Task brief ▸
The entries below must be repeated exactly. None may be skipped.

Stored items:
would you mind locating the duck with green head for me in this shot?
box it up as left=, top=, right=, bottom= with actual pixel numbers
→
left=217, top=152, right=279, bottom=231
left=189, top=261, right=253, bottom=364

Output of the task ▸
would you mind locating the duck with green head for me in this shot?
box it up as left=, top=, right=, bottom= with actual pixel numbers
→
left=217, top=152, right=279, bottom=231
left=189, top=261, right=253, bottom=364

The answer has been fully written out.